Can you reproduce every one of the records below verbatim, line for line?

Task inputs:
-- BEGIN --
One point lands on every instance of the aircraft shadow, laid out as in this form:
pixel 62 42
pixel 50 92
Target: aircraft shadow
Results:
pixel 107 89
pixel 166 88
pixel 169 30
-- END --
Response below:
One point lands on every instance of the aircraft shadow, laid out as in this form:
pixel 62 42
pixel 50 92
Target: aircraft shadow
Results:
pixel 107 89
pixel 166 88
pixel 169 30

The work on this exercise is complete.